Show each line below that contains the string "green", copying every such line in full.

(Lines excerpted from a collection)
☆ ☆ ☆ ☆

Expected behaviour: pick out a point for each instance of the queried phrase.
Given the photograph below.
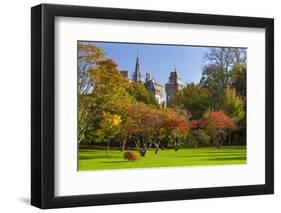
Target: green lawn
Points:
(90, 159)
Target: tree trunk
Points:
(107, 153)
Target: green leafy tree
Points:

☆ ☆ ☆ ☆

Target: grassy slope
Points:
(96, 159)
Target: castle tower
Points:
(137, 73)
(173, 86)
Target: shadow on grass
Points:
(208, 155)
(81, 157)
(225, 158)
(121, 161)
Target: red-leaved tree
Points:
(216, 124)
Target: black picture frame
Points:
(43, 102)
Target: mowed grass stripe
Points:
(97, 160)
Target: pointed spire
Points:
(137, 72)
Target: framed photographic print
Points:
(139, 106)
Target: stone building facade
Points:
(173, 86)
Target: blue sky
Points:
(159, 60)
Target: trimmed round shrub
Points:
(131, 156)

☆ ☆ ☆ ☆

■ WRITTEN REPLY ■
Target: green lawn
Target: green leafy tree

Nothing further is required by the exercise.